Give back the line where "- **Object to detect**: the glossy green leaf" appears and all the lines after it until the listing ends, unchanged and with nothing else.

··· Material shown

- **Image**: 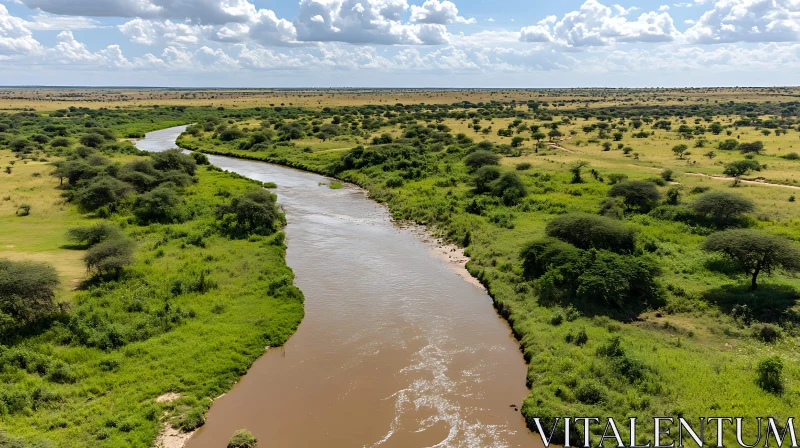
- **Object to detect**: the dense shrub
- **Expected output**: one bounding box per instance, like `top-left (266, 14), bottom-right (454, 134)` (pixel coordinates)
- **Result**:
top-left (756, 356), bottom-right (784, 394)
top-left (472, 166), bottom-right (500, 193)
top-left (133, 185), bottom-right (187, 225)
top-left (83, 238), bottom-right (134, 275)
top-left (0, 259), bottom-right (58, 334)
top-left (192, 151), bottom-right (210, 165)
top-left (689, 191), bottom-right (756, 225)
top-left (703, 229), bottom-right (800, 289)
top-left (219, 128), bottom-right (245, 142)
top-left (80, 133), bottom-right (106, 148)
top-left (464, 149), bottom-right (500, 171)
top-left (490, 173), bottom-right (528, 205)
top-left (722, 159), bottom-right (761, 177)
top-left (575, 381), bottom-right (608, 404)
top-left (520, 238), bottom-right (581, 279)
top-left (717, 138), bottom-right (739, 151)
top-left (152, 149), bottom-right (197, 176)
top-left (75, 176), bottom-right (133, 212)
top-left (216, 190), bottom-right (285, 237)
top-left (608, 180), bottom-right (661, 213)
top-left (228, 429), bottom-right (257, 448)
top-left (67, 222), bottom-right (122, 247)
top-left (739, 142), bottom-right (764, 154)
top-left (545, 213), bottom-right (636, 253)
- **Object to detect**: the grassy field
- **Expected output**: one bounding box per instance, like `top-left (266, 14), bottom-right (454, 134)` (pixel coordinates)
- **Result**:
top-left (6, 87), bottom-right (800, 111)
top-left (173, 92), bottom-right (800, 444)
top-left (0, 120), bottom-right (303, 447)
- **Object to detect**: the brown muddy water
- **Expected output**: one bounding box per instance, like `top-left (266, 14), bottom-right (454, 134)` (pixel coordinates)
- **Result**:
top-left (137, 127), bottom-right (541, 448)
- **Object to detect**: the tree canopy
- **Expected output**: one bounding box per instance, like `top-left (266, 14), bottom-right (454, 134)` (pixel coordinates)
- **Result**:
top-left (608, 180), bottom-right (661, 213)
top-left (545, 213), bottom-right (636, 253)
top-left (703, 229), bottom-right (800, 289)
top-left (0, 259), bottom-right (58, 334)
top-left (464, 149), bottom-right (500, 171)
top-left (689, 191), bottom-right (756, 225)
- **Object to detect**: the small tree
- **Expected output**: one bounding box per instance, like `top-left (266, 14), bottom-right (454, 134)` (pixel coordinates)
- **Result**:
top-left (703, 229), bottom-right (800, 290)
top-left (151, 148), bottom-right (197, 176)
top-left (83, 238), bottom-right (134, 275)
top-left (67, 222), bottom-right (122, 247)
top-left (722, 159), bottom-right (761, 177)
top-left (75, 176), bottom-right (133, 212)
top-left (80, 133), bottom-right (106, 148)
top-left (569, 160), bottom-right (589, 184)
top-left (472, 165), bottom-right (500, 193)
top-left (491, 173), bottom-right (528, 205)
top-left (608, 180), bottom-right (661, 213)
top-left (464, 149), bottom-right (500, 172)
top-left (228, 429), bottom-right (258, 448)
top-left (133, 186), bottom-right (186, 225)
top-left (0, 259), bottom-right (58, 333)
top-left (545, 213), bottom-right (636, 253)
top-left (756, 355), bottom-right (784, 395)
top-left (672, 144), bottom-right (689, 160)
top-left (216, 190), bottom-right (285, 237)
top-left (739, 141), bottom-right (764, 154)
top-left (717, 138), bottom-right (739, 151)
top-left (689, 191), bottom-right (756, 225)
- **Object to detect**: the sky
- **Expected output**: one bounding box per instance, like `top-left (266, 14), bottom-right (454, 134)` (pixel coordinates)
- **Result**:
top-left (0, 0), bottom-right (800, 88)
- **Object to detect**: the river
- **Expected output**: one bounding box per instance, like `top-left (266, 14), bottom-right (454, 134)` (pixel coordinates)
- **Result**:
top-left (137, 127), bottom-right (541, 448)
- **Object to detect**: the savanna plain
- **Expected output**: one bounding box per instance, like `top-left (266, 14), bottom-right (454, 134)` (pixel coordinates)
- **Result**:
top-left (0, 88), bottom-right (800, 447)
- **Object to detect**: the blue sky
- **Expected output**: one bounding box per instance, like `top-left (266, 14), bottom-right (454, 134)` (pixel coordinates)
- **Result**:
top-left (0, 0), bottom-right (800, 88)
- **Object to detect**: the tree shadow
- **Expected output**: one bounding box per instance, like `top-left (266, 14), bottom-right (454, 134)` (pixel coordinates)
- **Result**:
top-left (703, 284), bottom-right (800, 322)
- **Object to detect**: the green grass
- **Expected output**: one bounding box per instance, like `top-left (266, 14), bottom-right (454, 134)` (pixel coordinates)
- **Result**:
top-left (180, 111), bottom-right (800, 444)
top-left (0, 151), bottom-right (303, 447)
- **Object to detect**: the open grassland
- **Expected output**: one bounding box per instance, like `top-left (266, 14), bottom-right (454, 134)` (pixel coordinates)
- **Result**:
top-left (173, 92), bottom-right (800, 443)
top-left (0, 89), bottom-right (800, 446)
top-left (0, 111), bottom-right (303, 447)
top-left (0, 151), bottom-right (89, 300)
top-left (0, 87), bottom-right (800, 111)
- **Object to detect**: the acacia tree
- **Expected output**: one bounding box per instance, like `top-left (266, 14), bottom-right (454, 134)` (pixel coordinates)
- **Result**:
top-left (569, 160), bottom-right (589, 184)
top-left (672, 144), bottom-right (689, 160)
top-left (703, 229), bottom-right (800, 290)
top-left (689, 191), bottom-right (756, 225)
top-left (0, 259), bottom-right (58, 334)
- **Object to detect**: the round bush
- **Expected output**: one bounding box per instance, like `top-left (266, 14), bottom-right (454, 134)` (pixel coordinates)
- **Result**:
top-left (545, 213), bottom-right (636, 253)
top-left (575, 382), bottom-right (606, 404)
top-left (228, 429), bottom-right (258, 448)
top-left (464, 149), bottom-right (500, 171)
top-left (608, 180), bottom-right (661, 213)
top-left (689, 191), bottom-right (756, 225)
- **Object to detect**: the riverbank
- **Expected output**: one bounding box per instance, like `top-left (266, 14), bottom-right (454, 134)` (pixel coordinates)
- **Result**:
top-left (0, 114), bottom-right (304, 448)
top-left (179, 121), bottom-right (800, 444)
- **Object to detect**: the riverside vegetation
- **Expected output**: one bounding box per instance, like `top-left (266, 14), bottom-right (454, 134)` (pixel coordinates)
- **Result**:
top-left (0, 91), bottom-right (800, 445)
top-left (0, 109), bottom-right (303, 447)
top-left (179, 93), bottom-right (800, 442)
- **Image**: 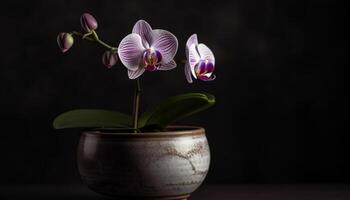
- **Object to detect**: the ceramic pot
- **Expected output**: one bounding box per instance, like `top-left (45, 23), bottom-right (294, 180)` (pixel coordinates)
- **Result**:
top-left (78, 126), bottom-right (210, 200)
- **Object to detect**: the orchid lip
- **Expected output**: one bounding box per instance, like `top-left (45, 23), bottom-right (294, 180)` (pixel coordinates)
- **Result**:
top-left (142, 48), bottom-right (162, 71)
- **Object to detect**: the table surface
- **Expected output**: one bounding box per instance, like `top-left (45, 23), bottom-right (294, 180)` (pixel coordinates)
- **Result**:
top-left (0, 184), bottom-right (350, 200)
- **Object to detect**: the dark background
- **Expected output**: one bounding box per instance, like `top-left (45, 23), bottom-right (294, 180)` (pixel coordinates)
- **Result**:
top-left (0, 0), bottom-right (350, 184)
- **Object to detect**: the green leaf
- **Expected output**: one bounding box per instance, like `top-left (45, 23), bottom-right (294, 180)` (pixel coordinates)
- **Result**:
top-left (139, 93), bottom-right (215, 130)
top-left (53, 109), bottom-right (132, 129)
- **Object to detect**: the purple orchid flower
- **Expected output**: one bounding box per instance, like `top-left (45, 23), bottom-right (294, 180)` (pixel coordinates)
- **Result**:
top-left (185, 34), bottom-right (216, 83)
top-left (118, 20), bottom-right (178, 79)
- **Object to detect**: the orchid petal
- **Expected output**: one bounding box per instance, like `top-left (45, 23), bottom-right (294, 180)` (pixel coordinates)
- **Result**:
top-left (128, 67), bottom-right (145, 79)
top-left (118, 33), bottom-right (145, 71)
top-left (150, 29), bottom-right (178, 63)
top-left (198, 75), bottom-right (216, 81)
top-left (197, 44), bottom-right (215, 65)
top-left (158, 60), bottom-right (176, 71)
top-left (185, 62), bottom-right (193, 83)
top-left (188, 44), bottom-right (200, 78)
top-left (186, 34), bottom-right (198, 58)
top-left (132, 20), bottom-right (153, 49)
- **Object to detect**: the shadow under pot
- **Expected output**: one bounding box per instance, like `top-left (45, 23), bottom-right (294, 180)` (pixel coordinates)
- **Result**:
top-left (78, 126), bottom-right (210, 200)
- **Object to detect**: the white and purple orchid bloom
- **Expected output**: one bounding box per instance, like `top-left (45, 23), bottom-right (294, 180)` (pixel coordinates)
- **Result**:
top-left (185, 34), bottom-right (216, 83)
top-left (118, 20), bottom-right (178, 79)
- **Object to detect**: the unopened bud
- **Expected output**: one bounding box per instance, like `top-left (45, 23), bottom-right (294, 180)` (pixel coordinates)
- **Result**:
top-left (80, 13), bottom-right (97, 32)
top-left (57, 33), bottom-right (74, 53)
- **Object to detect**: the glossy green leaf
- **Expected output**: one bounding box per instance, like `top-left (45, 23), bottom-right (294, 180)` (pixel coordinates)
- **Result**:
top-left (53, 109), bottom-right (132, 129)
top-left (139, 93), bottom-right (215, 130)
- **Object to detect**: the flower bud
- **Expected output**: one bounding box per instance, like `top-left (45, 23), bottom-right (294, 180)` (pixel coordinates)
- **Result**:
top-left (80, 13), bottom-right (97, 32)
top-left (102, 51), bottom-right (118, 68)
top-left (57, 33), bottom-right (74, 53)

······

Exercise solution:
- **Object to detect**: the glossy green leaf
- **Expected output**: one bounding box per instance, like `top-left (45, 23), bottom-right (294, 180)` (pixel coordinates)
- **Result**:
top-left (53, 109), bottom-right (132, 129)
top-left (139, 93), bottom-right (215, 130)
- **Object to detect**: the flower bud
- **Expected output**: one bounding box per instance, like `top-left (45, 23), bottom-right (294, 180)` (pixel coordinates)
- **Result**:
top-left (80, 13), bottom-right (97, 32)
top-left (102, 51), bottom-right (118, 68)
top-left (57, 33), bottom-right (74, 53)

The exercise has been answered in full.